(Pointing and labeling entries)
** Start **

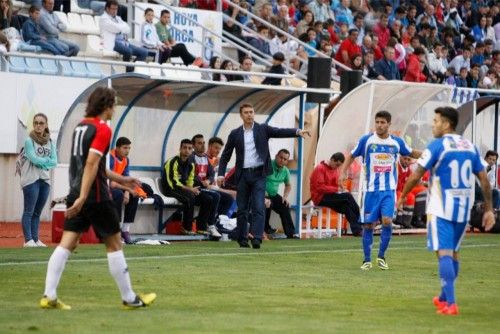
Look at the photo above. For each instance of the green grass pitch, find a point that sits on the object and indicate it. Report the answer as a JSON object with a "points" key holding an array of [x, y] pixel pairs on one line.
{"points": [[306, 286]]}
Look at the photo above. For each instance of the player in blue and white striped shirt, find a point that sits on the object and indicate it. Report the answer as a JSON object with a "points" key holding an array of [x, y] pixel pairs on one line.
{"points": [[380, 152], [453, 161]]}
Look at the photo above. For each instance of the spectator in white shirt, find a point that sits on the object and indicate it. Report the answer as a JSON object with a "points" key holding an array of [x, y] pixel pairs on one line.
{"points": [[114, 33], [150, 39], [462, 60], [51, 26], [435, 63]]}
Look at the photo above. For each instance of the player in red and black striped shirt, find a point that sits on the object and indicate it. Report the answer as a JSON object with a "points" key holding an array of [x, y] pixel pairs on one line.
{"points": [[89, 203]]}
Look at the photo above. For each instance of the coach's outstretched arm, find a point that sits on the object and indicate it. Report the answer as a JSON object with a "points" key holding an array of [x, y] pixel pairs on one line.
{"points": [[224, 159]]}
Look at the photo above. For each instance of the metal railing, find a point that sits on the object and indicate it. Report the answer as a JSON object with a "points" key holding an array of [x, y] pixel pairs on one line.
{"points": [[212, 32], [5, 65]]}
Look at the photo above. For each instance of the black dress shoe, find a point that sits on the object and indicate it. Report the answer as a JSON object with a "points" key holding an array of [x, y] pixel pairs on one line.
{"points": [[243, 244], [256, 243]]}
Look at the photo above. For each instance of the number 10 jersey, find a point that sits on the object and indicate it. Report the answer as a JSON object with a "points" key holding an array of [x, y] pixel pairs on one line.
{"points": [[453, 161]]}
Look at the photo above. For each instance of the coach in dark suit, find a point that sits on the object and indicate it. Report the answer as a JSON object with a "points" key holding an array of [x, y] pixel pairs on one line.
{"points": [[253, 164]]}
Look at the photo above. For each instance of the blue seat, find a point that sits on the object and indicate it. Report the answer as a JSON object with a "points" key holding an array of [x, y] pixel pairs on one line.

** End **

- Work to be completed -
Turn the part of the records from the line containing "Look at the photo above. For each instance of the number" through the end of the records into a Markdown table. Use the columns Row and Line, with one line per row and blank lines skipped.

- Response -
| Row | Line |
|---|---|
| 1 | Look at the photo above. For each instance of the number 10 jersey, find a point that sits on the object and indicate it. Report the answer as a JSON object with a "points" key holding an array of [x, y] pixel pairs on one line. |
| 2 | {"points": [[453, 161]]} |
| 3 | Look at the photo above. For each instance of the coach in dark suit, find a point that sits on the object and indicate it. Report the answer as a JSON object with a "points" key holding an array of [x, y] pixel pairs on one line. |
| 4 | {"points": [[253, 164]]} |
| 5 | Look at the photo above. For each instance of the blue seat, find a point that sits on the object and indicate it. Report the answer as a JSON object with a "points" key holding an array of [x, y] pixel pairs on one line. |